▶ ЗАДАНИЕ 1: Перечислите всех людей, которых текст о поэме «Кавказский пленник» ниже называет по фамилии.
▶ ЗАДАНИЕ 2: Кратко перескажите абзац текста о поэме «Кавказский пленник», который начинается словами «Дело в том, что ко времени появления», сохранив его основные факты.
▶ ЗАДАНИЕ 3: Объясните в одном-трех предложениях, почему, согласно тексту о поэме «Кавказский пленник», Баратынский смог назвать свои «Пиры» «описательной поэмой».

▶ ТЕКСТ ДЛЯ ЧТЕНИЯ:
· · · · · · ·

С точки зрения сегодняшнего (конечно, схематизирующего, хотя дело не в этом) литературного сознания в романтической поэме типа «Кавказского пленника» к центральному персонажу «прибавляется» автор, к эпическому началу — лирические элементы. Между тем для современников Пушкина все было наоборот: к лирической и авторской основе «прибавлялся» персонаж. Такой восприятие поэмы отражало ее оригинальность как жанра романтического.

Дело в том, что ко времени появления «Кавказского пленника» эпическая традиция была прервана; поэмы и эпопеи в стиле классицизма давно уже отошли в область архаики. «Карамзинисты и теоретически и практически уничтожили героическую поэму, но вместе с ней оказался уничтоженным эпос, большая форма вообще. Несмотря на размеры, иногда довольно значительные, «сказка», conte воспринималась как младший жанр, как мелочь»29. Введением третьего лица, причем коррелятирующего с первым лицом, с авторским (его «посредника»!), романтическая поэма восстанавливала эпическую традицию. Между тем современники, как это часто бывает, за основу измерения принимают не новое, а привычное, то есть не персонажа, но «автора».

Вяземский, объясняя новизну жанра «Кавказского пленника», ведет отсчет от «описательной поэмы» и «описательного послания». Тем самым он указывает на традиционную, устоявшуюся основу, которая Пушкиным была преобразована «добавлением» центрального персонажа. А эта основа характеризовалась как раз тем, что различные элементы группировались вокруг авторского «Я» — главного субъекта всего происходящего: воспоминаний, действий и, конечно, описаний увиденного. Совсем не обязательно при этом, чтобы описательная поэма рассказывала о путешествии автора и чтобы описания носили географический или этнографический характер (как, скажем, в поэме А. Н. Муравьева «Таврида», 182730). Признаком жанра является не предмет описаний, но их строгая организация вокруг авторского «Я». Поэтому Баратынский смог назвать «описательной поэмой» свои «Пиры» (1821), где воспоминания о дружеском круге, о «пирах» чередовались с картинами московской и петербургской жизни, мечтания любви — с эпикурейской философией, и все это фокусировалось в авторском «Я»31.

· · · · · · ·

▶ ИЗВЛЕЧЁННЫЕ ЗАПИСИ:
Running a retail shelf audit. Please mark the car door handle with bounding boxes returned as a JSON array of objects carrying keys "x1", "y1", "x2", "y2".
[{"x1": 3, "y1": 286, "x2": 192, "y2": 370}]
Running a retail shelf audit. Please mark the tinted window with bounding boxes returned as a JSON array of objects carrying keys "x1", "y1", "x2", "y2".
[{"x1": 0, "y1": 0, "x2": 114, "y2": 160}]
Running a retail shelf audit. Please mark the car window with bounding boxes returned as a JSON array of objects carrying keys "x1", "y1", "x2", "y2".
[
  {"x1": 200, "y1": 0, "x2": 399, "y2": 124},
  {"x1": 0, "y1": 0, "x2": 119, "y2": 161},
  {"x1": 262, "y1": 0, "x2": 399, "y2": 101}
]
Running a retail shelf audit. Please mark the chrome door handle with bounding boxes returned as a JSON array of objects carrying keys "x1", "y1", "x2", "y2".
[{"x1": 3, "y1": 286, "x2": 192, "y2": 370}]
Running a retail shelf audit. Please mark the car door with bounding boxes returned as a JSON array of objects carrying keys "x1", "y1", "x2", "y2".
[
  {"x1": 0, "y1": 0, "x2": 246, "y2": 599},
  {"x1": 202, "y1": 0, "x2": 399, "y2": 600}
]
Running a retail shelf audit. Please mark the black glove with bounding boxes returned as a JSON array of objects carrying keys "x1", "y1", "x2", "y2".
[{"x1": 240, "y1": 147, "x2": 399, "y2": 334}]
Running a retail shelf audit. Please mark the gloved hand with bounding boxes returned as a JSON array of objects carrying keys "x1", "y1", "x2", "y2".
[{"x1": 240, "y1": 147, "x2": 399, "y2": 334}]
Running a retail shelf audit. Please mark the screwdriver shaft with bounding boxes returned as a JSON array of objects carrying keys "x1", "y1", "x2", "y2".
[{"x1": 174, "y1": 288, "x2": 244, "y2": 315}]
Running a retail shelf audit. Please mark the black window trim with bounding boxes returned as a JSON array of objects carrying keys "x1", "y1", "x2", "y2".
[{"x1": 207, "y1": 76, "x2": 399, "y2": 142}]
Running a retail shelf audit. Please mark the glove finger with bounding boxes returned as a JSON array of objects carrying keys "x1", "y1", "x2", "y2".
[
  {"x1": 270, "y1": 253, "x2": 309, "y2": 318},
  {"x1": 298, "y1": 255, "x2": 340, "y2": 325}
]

· · · · · · ·

▶ ПОЛНОЕ РЕШЕНИЕ 1: Пушкин, Вяземский, А. Н. Муравьев, Баратынский.

▶ ПОЛНОЕ РЕШЕНИЕ 2: Ко времени появления «Кавказского пленника» эпическая традиция прервалась: поэмы и эпопеи в духе классицизма стали архаикой. Карамзинисты уничтожили героическую поэму, а с ней и большую эпическую форму, так что «сказка» считалась младшим жанром. Романтическая поэма восстановила эпическую традицию, введя третье лицо, соотнесенное с авторским первым лицом. Современники же по привычке принимали за основу не персонажа, а «автора».

▶ ПОЛНОЕ РЕШЕНИЕ 3: Признаком описательной поэмы служит не предмет описаний, а их строгая организация вокруг авторского «Я». В «Пирах» воспоминания о дружеском круге, картины московской и петербургской жизни, мечтания любви и эпикурейская философия фокусировались именно в авторском «Я».